## INSTRUCTIONS TO FOLLOW
A full, exact copy of the listing is needed, with images omitted.

## DATA PROVIDED
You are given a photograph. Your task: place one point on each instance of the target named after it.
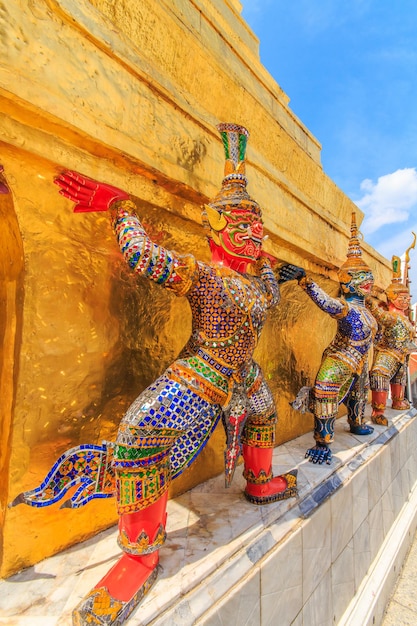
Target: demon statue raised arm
(343, 373)
(394, 343)
(215, 377)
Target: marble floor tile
(216, 539)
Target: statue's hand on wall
(88, 194)
(290, 272)
(321, 453)
(3, 185)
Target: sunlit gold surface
(130, 93)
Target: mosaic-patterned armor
(343, 373)
(393, 346)
(214, 377)
(214, 374)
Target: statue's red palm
(88, 194)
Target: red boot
(379, 402)
(118, 593)
(261, 487)
(399, 403)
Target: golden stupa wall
(130, 93)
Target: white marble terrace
(329, 556)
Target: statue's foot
(400, 405)
(361, 429)
(379, 418)
(320, 454)
(114, 598)
(276, 489)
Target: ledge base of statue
(99, 608)
(226, 561)
(264, 494)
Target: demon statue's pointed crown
(354, 262)
(400, 280)
(233, 194)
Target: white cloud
(389, 200)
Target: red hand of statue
(88, 194)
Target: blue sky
(350, 71)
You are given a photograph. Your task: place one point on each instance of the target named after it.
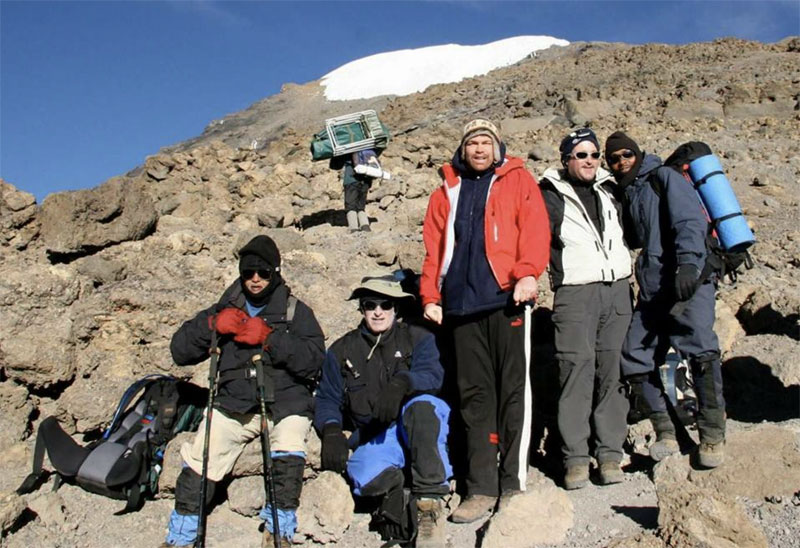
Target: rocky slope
(93, 283)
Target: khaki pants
(230, 432)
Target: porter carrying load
(349, 133)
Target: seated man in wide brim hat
(379, 380)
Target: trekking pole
(200, 541)
(266, 395)
(527, 397)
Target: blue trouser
(653, 330)
(418, 439)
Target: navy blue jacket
(670, 228)
(351, 383)
(470, 285)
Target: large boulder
(326, 508)
(17, 216)
(541, 515)
(692, 515)
(81, 221)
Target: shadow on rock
(754, 394)
(333, 217)
(646, 516)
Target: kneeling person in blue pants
(379, 380)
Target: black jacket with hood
(294, 353)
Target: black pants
(355, 195)
(493, 380)
(591, 321)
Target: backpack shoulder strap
(291, 306)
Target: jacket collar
(451, 176)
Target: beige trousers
(230, 432)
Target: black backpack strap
(137, 490)
(291, 306)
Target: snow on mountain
(411, 70)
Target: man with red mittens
(250, 319)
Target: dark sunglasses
(584, 155)
(369, 306)
(614, 158)
(263, 273)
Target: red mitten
(254, 332)
(229, 321)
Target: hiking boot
(666, 443)
(506, 497)
(430, 523)
(576, 477)
(663, 448)
(473, 508)
(610, 472)
(711, 455)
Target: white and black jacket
(579, 254)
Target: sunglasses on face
(616, 157)
(369, 306)
(263, 273)
(584, 155)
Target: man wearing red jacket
(487, 240)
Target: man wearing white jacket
(589, 270)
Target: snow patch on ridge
(409, 71)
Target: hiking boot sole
(663, 449)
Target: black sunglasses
(263, 273)
(369, 306)
(614, 158)
(584, 155)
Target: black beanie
(260, 248)
(572, 140)
(619, 141)
(260, 252)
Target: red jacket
(517, 228)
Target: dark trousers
(416, 441)
(590, 323)
(355, 195)
(691, 334)
(493, 380)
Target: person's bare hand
(525, 290)
(433, 312)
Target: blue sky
(89, 89)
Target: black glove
(390, 397)
(334, 448)
(686, 281)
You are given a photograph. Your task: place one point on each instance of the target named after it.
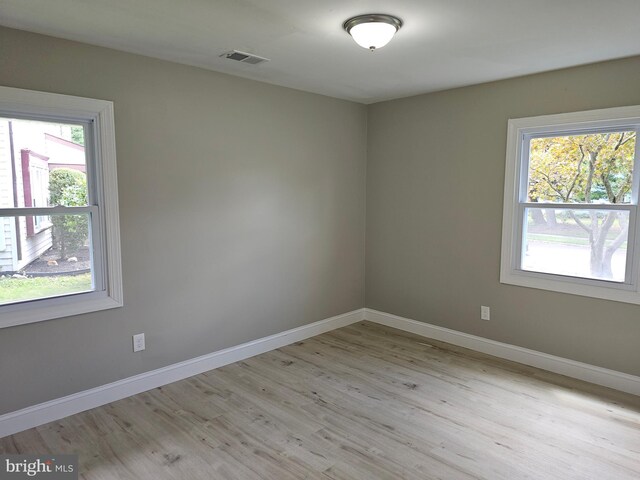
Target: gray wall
(435, 179)
(241, 206)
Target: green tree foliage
(68, 188)
(592, 168)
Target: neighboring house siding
(6, 200)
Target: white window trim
(623, 292)
(100, 112)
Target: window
(59, 224)
(571, 204)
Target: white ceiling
(443, 43)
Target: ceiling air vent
(244, 57)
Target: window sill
(50, 308)
(617, 292)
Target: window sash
(525, 149)
(524, 145)
(631, 238)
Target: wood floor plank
(361, 402)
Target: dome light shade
(372, 31)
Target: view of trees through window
(42, 254)
(594, 169)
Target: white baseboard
(583, 371)
(42, 413)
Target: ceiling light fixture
(373, 30)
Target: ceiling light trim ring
(372, 18)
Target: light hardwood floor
(361, 402)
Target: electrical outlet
(138, 342)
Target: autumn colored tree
(594, 168)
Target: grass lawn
(18, 289)
(543, 237)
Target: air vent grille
(244, 57)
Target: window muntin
(90, 149)
(571, 199)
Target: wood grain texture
(361, 402)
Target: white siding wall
(6, 200)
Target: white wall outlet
(138, 342)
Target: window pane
(56, 260)
(577, 243)
(590, 168)
(41, 164)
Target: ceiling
(443, 43)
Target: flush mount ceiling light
(373, 30)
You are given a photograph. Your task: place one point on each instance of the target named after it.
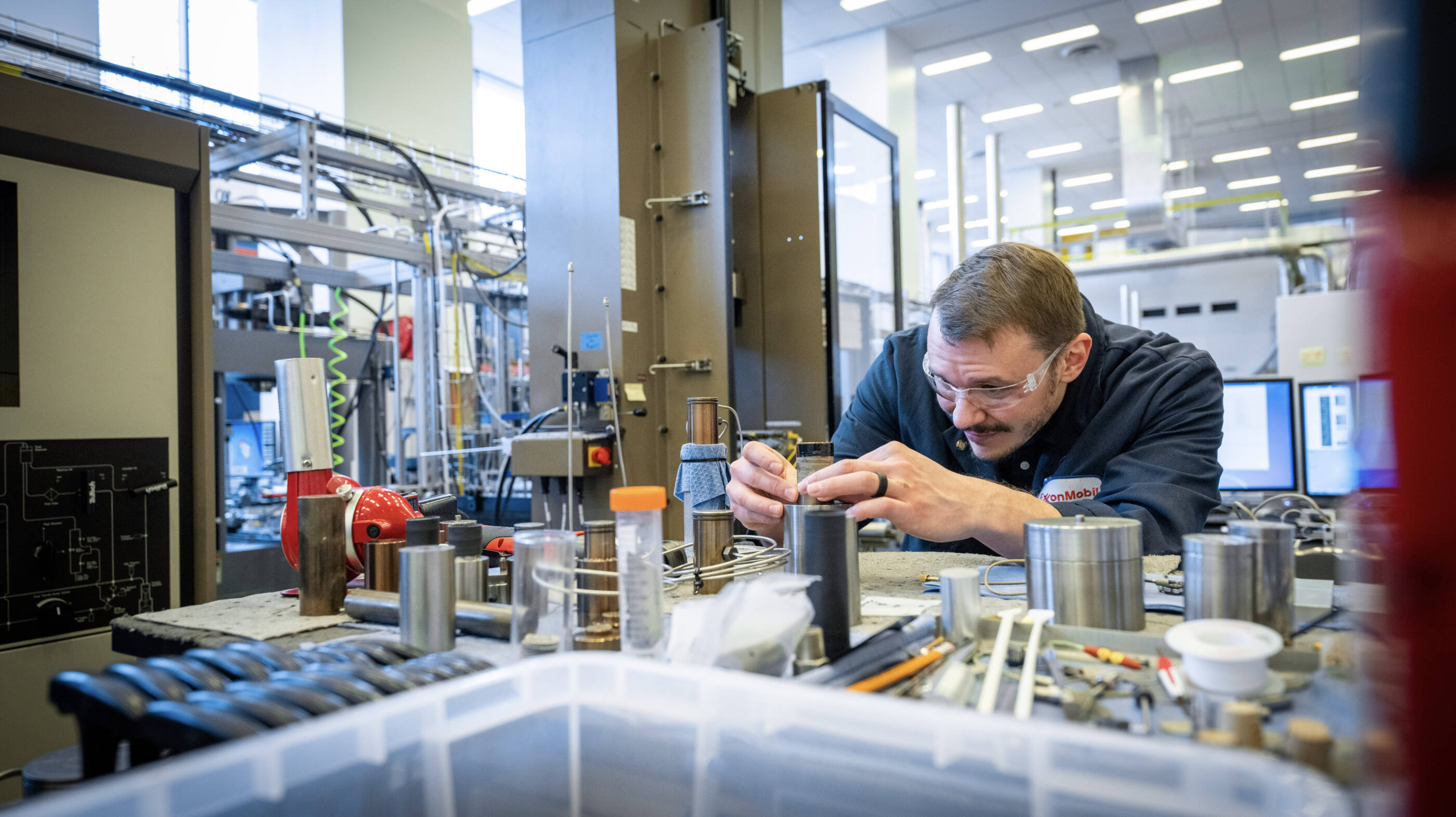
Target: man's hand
(929, 501)
(762, 481)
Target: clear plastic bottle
(640, 567)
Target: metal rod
(321, 554)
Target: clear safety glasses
(992, 398)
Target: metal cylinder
(1273, 572)
(1218, 577)
(813, 458)
(303, 414)
(826, 557)
(794, 542)
(960, 605)
(471, 565)
(472, 618)
(382, 567)
(601, 555)
(712, 538)
(703, 421)
(321, 554)
(427, 598)
(1087, 570)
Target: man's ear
(1075, 357)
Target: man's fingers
(756, 477)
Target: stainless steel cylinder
(1087, 570)
(471, 564)
(303, 414)
(601, 555)
(427, 598)
(1218, 577)
(1273, 572)
(712, 538)
(960, 605)
(794, 542)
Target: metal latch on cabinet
(696, 199)
(689, 366)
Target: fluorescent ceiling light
(1207, 72)
(1340, 194)
(1322, 101)
(1322, 142)
(1186, 193)
(1055, 149)
(483, 6)
(1238, 155)
(1081, 33)
(1100, 94)
(1093, 179)
(1012, 113)
(1174, 9)
(1257, 183)
(1336, 171)
(1320, 48)
(956, 63)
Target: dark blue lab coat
(1136, 436)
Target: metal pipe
(427, 596)
(321, 554)
(712, 536)
(956, 183)
(472, 618)
(303, 412)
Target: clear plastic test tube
(542, 567)
(640, 567)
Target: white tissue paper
(749, 625)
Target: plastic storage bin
(596, 734)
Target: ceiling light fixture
(1238, 155)
(1174, 9)
(1055, 150)
(1324, 142)
(1072, 34)
(1320, 48)
(956, 63)
(1012, 113)
(1322, 101)
(1207, 72)
(1100, 94)
(1093, 179)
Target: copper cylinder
(601, 555)
(712, 536)
(382, 565)
(703, 421)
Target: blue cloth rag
(704, 474)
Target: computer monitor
(1258, 436)
(1329, 412)
(1375, 434)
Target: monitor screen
(1375, 434)
(1258, 436)
(1330, 421)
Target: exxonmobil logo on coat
(1071, 488)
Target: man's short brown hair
(1011, 286)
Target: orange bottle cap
(640, 499)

## ANSWER SPACE
You are given a photograph. Your task: place one point on each instance of the target named after it.
Target: demon statue raised arm
(343, 373)
(394, 343)
(215, 377)
Target: marble floor tile
(216, 539)
Target: statue's hand on wall
(88, 194)
(290, 272)
(321, 453)
(3, 185)
Target: sunlit gold surface
(130, 93)
Target: mosaic-patterned armor
(343, 373)
(393, 346)
(214, 377)
(214, 374)
Target: statue's red palm
(88, 194)
Target: red boot
(379, 402)
(118, 593)
(261, 487)
(399, 403)
Target: golden stupa wall
(130, 93)
Target: white marble terrace
(329, 556)
Target: statue's foot
(400, 405)
(361, 429)
(379, 418)
(320, 454)
(114, 598)
(276, 489)
Target: ledge base of statue
(99, 608)
(226, 561)
(264, 494)
Target: demon statue's pointed crown
(354, 262)
(400, 280)
(233, 194)
Target: white cloud
(389, 200)
Target: red hand of statue
(88, 194)
Target: blue sky
(350, 71)
You are given a photograph. Your task: place one point on each instance of the target named after it.
Target: rocky slope
(93, 283)
Target: khaki pants
(230, 432)
Target: porter carrying load
(349, 133)
Target: seated man in wide brim hat
(379, 380)
Target: trekking pole
(200, 541)
(266, 395)
(527, 397)
Target: blue trouser
(653, 330)
(418, 439)
Target: navy blue jacket
(670, 228)
(351, 383)
(470, 285)
Target: large boulder
(326, 508)
(17, 216)
(541, 515)
(692, 515)
(81, 221)
Target: shadow on rock
(754, 394)
(333, 217)
(646, 516)
Target: kneeling person in blue pants
(379, 380)
Target: black jacket with hood
(294, 353)
Target: black pants
(355, 195)
(493, 380)
(591, 321)
Target: backpack shoulder strap
(291, 306)
Target: jacket collar
(451, 176)
Target: beige trousers
(230, 432)
Target: black backpack strap
(137, 490)
(291, 306)
Target: snow on mountain
(411, 70)
Target: man with red mittens
(250, 319)
Target: dark sunglasses
(584, 155)
(369, 306)
(614, 158)
(263, 273)
Target: red mitten
(254, 332)
(229, 321)
Target: hiking boot
(666, 443)
(506, 497)
(430, 523)
(576, 477)
(663, 448)
(473, 508)
(610, 472)
(711, 455)
Target: white and black jacket
(579, 254)
Target: sunglasses on face
(616, 157)
(369, 306)
(263, 273)
(584, 155)
Target: man wearing red jacket
(487, 240)
Target: man wearing white jacket
(589, 270)
Target: snow patch on ridge
(409, 71)
Target: hiking boot sole
(663, 449)
Target: black sunglasses
(263, 273)
(369, 306)
(614, 158)
(584, 155)
Target: black beanie
(260, 248)
(572, 140)
(619, 141)
(260, 252)
Target: red jacket
(517, 228)
Target: dark trousers
(416, 441)
(590, 323)
(355, 195)
(691, 334)
(493, 380)
Target: person's bare hand
(525, 290)
(433, 312)
Target: blue sky
(89, 89)
Target: black glove
(390, 397)
(334, 448)
(686, 281)
You are given a photograph. Your task: place one point on each instance of the target named after it.
Target: gray wall
(435, 179)
(241, 206)
Target: green tree foliage
(68, 188)
(592, 168)
Target: neighboring house siding
(6, 200)
Target: white window trim
(623, 292)
(100, 112)
Target: window
(59, 224)
(571, 204)
Target: white ceiling
(443, 43)
Target: ceiling air vent
(244, 57)
Target: window sill
(50, 308)
(617, 292)
Target: window sash
(525, 149)
(524, 145)
(631, 238)
Target: wood floor plank
(361, 402)
Target: dome light shade
(372, 31)
Target: view of trees through window
(42, 254)
(594, 169)
Target: white baseboard
(583, 371)
(42, 413)
Target: ceiling light fixture
(373, 30)
Target: ceiling light trim ring
(372, 18)
Target: light hardwood floor
(361, 402)
Target: electrical outlet
(138, 342)
Target: autumn colored tree
(594, 168)
Target: grass lawn
(18, 289)
(543, 237)
Target: air vent grille
(244, 57)
Target: window muntin
(90, 149)
(571, 199)
Target: wood grain texture
(361, 402)
Target: white siding wall
(6, 200)
Target: white wall outlet
(138, 342)
Target: window pane
(56, 260)
(577, 243)
(590, 168)
(41, 164)
Target: ceiling
(443, 43)
Target: flush mount ceiling light
(373, 30)
You are given a photograph. Your task: place one point on each instance of the target named after it.
Target: man's hand
(929, 501)
(762, 481)
Target: clear plastic bottle
(640, 567)
Target: metal rod
(321, 554)
Target: clear safety glasses
(992, 398)
Target: metal cylinder
(1273, 572)
(1218, 577)
(813, 458)
(303, 414)
(826, 557)
(794, 542)
(960, 605)
(471, 565)
(472, 618)
(382, 567)
(601, 555)
(712, 538)
(703, 421)
(321, 554)
(427, 598)
(1087, 570)
Target: man's ear
(1075, 357)
Target: man's fingers
(756, 477)
Target: stainless steel cylinder
(1087, 570)
(471, 564)
(303, 414)
(601, 555)
(427, 598)
(1218, 577)
(1273, 572)
(712, 538)
(960, 605)
(794, 542)
Target: metal latch on cabinet
(696, 199)
(689, 366)
Target: fluorescent ceiling light
(1207, 72)
(1340, 194)
(1322, 101)
(1322, 142)
(1186, 193)
(1055, 149)
(483, 6)
(1238, 155)
(1081, 33)
(1100, 94)
(1093, 179)
(1012, 113)
(1174, 9)
(1257, 183)
(1336, 171)
(1320, 48)
(956, 63)
Target: dark blue lab coat
(1136, 436)
Target: metal pipe
(427, 596)
(321, 554)
(712, 536)
(956, 183)
(472, 618)
(303, 412)
Target: clear plastic test tube
(542, 567)
(640, 567)
Target: white tissue paper
(749, 625)
Target: plastic storage bin
(596, 734)
Target: ceiling light fixture
(1238, 155)
(1174, 9)
(1055, 150)
(1324, 142)
(1072, 34)
(1320, 48)
(956, 63)
(1012, 113)
(1322, 101)
(1207, 72)
(1100, 94)
(1093, 179)
Target: copper cylinder
(601, 555)
(712, 536)
(382, 565)
(703, 421)
Target: blue cloth rag
(704, 474)
Target: computer monitor
(1258, 436)
(1329, 412)
(1375, 434)
Target: monitor screen
(1375, 434)
(1258, 436)
(1330, 421)
Target: exxonmobil logo on coat
(1071, 488)
Target: man's short brown hair
(1011, 286)
Target: orange bottle cap
(640, 499)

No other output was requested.